• EXERCISE OBJECTIVE: Print verbatim the lines of the entries from the one containing "Locate the cormorant" to the last, inclusive, and no others.

____ DATASET EXCERPTS

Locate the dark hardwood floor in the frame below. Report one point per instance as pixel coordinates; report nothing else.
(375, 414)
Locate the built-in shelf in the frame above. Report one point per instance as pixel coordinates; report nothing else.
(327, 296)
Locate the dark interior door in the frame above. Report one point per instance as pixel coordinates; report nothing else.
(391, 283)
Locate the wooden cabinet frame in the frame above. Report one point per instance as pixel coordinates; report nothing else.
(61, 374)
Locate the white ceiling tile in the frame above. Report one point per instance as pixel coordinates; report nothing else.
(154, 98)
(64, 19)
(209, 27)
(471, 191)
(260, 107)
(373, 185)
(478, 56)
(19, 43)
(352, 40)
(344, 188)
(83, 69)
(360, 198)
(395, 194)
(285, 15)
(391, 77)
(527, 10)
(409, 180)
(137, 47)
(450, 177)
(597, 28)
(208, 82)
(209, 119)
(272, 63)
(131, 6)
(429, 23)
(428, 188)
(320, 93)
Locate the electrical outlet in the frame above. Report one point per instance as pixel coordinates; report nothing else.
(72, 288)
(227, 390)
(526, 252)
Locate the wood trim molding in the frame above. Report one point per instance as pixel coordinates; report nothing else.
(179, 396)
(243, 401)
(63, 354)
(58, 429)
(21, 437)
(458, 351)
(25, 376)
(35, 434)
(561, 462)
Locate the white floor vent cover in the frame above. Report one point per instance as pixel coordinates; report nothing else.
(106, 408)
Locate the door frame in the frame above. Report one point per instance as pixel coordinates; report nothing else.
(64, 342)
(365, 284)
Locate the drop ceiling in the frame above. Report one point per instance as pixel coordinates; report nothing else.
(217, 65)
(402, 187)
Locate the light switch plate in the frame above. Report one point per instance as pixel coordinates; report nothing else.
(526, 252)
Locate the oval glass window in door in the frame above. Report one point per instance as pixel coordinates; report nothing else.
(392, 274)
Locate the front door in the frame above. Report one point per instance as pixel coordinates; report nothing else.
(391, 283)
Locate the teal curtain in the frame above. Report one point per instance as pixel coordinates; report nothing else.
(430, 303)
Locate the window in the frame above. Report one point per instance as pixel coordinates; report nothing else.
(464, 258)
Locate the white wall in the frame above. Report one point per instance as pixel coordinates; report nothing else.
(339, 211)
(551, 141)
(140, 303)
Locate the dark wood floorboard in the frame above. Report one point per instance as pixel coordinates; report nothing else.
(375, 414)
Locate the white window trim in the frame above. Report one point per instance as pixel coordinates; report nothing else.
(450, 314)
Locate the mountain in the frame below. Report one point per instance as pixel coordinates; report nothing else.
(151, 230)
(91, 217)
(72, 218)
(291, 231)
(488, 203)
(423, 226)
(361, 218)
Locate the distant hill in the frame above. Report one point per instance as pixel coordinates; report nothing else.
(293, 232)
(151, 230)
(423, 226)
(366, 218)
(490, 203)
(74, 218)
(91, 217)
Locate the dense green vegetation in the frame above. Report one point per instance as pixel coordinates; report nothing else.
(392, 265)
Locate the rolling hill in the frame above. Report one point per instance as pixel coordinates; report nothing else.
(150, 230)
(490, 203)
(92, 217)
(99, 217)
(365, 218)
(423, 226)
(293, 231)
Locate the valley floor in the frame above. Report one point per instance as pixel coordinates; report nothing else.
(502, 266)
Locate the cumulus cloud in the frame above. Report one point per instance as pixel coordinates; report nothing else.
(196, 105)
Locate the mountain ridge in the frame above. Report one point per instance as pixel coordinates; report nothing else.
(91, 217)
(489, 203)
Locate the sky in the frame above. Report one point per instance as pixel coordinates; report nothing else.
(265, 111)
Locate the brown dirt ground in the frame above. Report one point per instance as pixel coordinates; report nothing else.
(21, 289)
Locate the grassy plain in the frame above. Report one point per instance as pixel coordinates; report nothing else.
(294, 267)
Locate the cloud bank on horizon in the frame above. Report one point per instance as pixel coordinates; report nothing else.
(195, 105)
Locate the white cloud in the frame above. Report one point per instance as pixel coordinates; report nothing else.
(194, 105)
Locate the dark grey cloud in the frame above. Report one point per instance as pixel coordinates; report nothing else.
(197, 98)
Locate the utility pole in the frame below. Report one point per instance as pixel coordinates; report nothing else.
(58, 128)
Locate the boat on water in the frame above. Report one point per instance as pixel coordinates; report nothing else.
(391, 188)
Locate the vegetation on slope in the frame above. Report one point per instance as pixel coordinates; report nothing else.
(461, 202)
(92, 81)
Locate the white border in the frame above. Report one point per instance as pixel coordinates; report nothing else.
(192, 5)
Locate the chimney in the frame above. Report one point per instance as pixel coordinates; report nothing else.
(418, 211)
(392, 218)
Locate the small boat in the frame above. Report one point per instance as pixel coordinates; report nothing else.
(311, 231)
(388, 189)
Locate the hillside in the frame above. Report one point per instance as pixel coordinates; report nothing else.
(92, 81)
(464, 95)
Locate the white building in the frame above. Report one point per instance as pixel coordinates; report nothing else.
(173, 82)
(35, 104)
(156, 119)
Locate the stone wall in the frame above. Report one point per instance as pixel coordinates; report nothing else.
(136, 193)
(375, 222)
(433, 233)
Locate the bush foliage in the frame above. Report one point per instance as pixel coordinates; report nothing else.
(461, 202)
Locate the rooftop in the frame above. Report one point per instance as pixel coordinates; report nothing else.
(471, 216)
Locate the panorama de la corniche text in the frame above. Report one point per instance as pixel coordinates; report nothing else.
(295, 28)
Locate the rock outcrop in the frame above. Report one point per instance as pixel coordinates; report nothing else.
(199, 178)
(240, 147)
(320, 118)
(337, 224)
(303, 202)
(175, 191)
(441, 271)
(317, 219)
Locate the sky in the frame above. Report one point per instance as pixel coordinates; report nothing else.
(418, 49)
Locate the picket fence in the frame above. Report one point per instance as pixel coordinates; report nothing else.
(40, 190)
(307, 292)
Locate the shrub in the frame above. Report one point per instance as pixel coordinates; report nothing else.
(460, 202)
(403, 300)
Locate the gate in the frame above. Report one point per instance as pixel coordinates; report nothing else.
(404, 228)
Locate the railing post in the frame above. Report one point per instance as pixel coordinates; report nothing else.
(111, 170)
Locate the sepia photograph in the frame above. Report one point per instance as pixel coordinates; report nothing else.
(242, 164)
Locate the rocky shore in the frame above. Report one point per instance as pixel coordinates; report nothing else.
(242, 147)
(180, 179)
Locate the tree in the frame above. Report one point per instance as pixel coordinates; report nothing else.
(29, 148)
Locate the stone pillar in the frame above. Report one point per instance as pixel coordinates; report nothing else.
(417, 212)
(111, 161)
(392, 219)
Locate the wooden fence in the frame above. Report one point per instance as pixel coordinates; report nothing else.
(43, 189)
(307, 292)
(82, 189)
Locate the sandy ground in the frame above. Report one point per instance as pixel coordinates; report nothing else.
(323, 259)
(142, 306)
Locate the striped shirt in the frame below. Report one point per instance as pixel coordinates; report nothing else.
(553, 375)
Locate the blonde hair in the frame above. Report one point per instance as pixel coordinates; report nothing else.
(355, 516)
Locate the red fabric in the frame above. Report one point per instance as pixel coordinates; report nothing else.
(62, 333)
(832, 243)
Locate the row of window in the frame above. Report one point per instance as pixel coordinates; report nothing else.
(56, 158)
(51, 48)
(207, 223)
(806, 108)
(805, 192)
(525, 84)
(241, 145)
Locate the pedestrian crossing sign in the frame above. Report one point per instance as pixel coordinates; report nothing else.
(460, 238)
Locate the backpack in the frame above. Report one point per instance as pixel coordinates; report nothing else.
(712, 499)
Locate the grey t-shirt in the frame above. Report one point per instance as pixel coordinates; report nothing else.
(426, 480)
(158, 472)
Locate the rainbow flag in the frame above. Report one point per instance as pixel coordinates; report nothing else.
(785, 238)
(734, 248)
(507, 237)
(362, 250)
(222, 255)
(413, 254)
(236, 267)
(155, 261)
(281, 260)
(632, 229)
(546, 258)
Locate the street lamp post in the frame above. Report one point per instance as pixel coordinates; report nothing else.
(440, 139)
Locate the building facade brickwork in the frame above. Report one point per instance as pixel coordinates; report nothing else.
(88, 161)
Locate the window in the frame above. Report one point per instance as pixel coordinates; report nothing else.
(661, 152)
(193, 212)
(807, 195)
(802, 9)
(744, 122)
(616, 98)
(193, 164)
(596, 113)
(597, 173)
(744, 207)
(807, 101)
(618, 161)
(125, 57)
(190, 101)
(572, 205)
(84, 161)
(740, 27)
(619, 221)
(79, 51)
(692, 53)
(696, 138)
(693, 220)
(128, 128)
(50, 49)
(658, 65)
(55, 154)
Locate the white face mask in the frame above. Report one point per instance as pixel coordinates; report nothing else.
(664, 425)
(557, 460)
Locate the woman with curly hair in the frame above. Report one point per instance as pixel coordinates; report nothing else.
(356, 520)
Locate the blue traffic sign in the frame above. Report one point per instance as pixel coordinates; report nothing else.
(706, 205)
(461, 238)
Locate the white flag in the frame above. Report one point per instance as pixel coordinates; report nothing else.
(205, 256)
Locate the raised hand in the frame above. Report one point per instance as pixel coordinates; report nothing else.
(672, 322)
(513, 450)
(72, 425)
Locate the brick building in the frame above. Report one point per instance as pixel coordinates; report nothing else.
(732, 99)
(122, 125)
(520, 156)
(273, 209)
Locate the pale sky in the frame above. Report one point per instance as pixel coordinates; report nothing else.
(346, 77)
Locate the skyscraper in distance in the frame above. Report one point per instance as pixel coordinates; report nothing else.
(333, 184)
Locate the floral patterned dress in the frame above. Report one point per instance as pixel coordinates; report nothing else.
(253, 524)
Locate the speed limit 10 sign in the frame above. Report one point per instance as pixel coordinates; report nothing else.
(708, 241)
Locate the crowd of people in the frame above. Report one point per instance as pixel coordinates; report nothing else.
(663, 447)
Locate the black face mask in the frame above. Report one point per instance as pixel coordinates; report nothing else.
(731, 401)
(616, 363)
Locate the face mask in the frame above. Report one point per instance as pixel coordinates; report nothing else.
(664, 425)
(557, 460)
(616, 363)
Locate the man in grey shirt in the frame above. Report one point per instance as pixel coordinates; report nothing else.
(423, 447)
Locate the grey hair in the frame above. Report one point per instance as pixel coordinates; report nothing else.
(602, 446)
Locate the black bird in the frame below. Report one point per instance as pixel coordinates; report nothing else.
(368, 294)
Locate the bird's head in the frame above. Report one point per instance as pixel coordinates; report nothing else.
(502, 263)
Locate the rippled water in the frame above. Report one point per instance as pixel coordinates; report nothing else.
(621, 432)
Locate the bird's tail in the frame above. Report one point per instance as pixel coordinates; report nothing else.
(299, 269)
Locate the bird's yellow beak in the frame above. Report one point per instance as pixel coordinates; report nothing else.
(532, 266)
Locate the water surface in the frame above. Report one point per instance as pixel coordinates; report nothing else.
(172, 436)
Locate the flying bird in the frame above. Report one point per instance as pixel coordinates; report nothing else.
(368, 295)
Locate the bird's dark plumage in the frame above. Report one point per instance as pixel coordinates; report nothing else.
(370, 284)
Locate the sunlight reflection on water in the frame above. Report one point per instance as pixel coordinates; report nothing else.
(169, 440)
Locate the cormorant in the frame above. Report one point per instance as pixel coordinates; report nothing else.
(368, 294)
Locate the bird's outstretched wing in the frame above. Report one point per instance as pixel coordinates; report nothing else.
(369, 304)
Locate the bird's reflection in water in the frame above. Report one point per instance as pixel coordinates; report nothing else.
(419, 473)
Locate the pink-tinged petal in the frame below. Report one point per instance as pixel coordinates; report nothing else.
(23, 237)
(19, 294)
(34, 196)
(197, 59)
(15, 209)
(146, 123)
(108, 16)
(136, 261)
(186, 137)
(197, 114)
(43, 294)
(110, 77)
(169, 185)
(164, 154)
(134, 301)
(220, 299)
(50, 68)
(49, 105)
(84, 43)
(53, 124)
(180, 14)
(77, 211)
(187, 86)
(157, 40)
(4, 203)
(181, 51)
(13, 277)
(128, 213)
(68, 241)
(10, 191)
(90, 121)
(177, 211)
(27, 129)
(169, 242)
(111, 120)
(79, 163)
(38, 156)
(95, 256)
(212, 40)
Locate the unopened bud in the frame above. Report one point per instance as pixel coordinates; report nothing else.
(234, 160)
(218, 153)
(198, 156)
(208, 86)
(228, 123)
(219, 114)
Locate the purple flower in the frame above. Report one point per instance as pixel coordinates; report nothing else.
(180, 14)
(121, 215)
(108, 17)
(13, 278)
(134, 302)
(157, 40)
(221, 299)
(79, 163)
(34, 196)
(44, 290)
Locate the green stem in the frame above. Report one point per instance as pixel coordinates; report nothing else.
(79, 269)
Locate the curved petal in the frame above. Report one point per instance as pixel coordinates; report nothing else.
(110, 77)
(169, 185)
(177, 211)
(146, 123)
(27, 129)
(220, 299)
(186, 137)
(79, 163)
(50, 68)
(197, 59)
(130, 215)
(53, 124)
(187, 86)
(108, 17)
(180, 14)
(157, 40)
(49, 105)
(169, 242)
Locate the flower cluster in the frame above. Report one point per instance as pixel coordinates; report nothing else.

________

• REPLY TO THE TASK:
Locate the cormorant in the frame above. Report one point per instance as pixel coordinates; report nothing else.
(368, 294)
Locate the bird's outstretched wing in the frame above. Report one point per instance as pixel coordinates; report nothing else.
(369, 304)
Locate the bird's reflection in water in the frame above. Report one point per instance as pixel coordinates; report nothing else.
(419, 473)
Locate the pink-tinged petal in the frame below. Report one point per instance as pixel coordinates; report nothing else.
(23, 237)
(19, 294)
(34, 196)
(197, 59)
(15, 209)
(146, 123)
(108, 16)
(136, 261)
(186, 137)
(197, 114)
(43, 294)
(110, 77)
(169, 185)
(164, 154)
(134, 301)
(220, 299)
(50, 68)
(49, 105)
(84, 43)
(53, 124)
(180, 14)
(77, 211)
(187, 86)
(157, 40)
(4, 203)
(181, 51)
(13, 277)
(128, 213)
(68, 241)
(10, 191)
(90, 121)
(177, 211)
(27, 129)
(169, 242)
(111, 120)
(79, 163)
(38, 156)
(95, 256)
(212, 40)
Locate the unopened bud in the frame above. Report one point per instance as pixel coordinates; report nothing else.
(234, 160)
(218, 153)
(198, 156)
(208, 86)
(228, 123)
(219, 114)
Locate the purple flower in the frame above. Report one point per instance as pixel coordinates; report nothing else.
(180, 14)
(121, 215)
(108, 17)
(13, 278)
(134, 302)
(157, 40)
(221, 299)
(79, 163)
(34, 196)
(44, 290)
Locate the green stem in the frame above. Report one point per instance as pixel coordinates; report nothing else.
(79, 269)
Locate the curved petal in the frame above. Report one point per instance as pixel coordinates; report nothing else.
(110, 77)
(169, 185)
(177, 211)
(146, 123)
(27, 129)
(220, 299)
(186, 137)
(79, 163)
(50, 68)
(197, 59)
(130, 215)
(53, 124)
(187, 86)
(108, 17)
(180, 14)
(157, 40)
(49, 105)
(169, 242)
Locate the flower cluster in the frame above. Report one point per instance as pixel coordinates; report nothing else.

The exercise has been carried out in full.